- YOUR GOAL -
Pick out every line of the material below that contains the word "cloud", and copy each one.

- DATA SECTION -
◆ ◆ ◆ ◆ ◆

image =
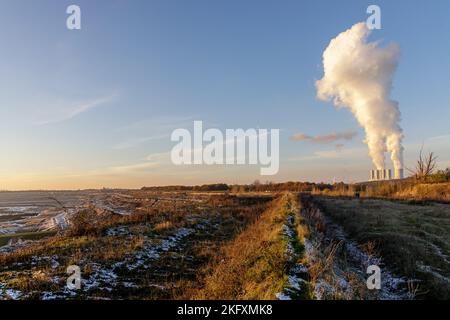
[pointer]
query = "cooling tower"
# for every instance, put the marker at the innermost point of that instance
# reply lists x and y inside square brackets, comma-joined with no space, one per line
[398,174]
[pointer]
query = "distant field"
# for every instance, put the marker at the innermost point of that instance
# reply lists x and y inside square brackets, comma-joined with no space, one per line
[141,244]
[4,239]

◆ ◆ ◆ ◆ ◆

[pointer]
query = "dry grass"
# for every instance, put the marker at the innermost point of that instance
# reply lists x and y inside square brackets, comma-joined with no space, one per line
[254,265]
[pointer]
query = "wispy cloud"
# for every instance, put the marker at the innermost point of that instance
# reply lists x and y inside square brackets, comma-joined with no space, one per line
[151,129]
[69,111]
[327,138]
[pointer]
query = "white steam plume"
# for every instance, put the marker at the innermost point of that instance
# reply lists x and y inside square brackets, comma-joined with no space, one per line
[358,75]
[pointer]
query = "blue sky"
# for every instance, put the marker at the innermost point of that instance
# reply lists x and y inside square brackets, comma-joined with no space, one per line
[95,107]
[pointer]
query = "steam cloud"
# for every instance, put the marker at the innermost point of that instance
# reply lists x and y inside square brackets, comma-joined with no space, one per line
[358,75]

◆ ◆ ◆ ◆ ◆

- FINISHED ANSWER -
query = "wispy cloud"
query = "steam cloud"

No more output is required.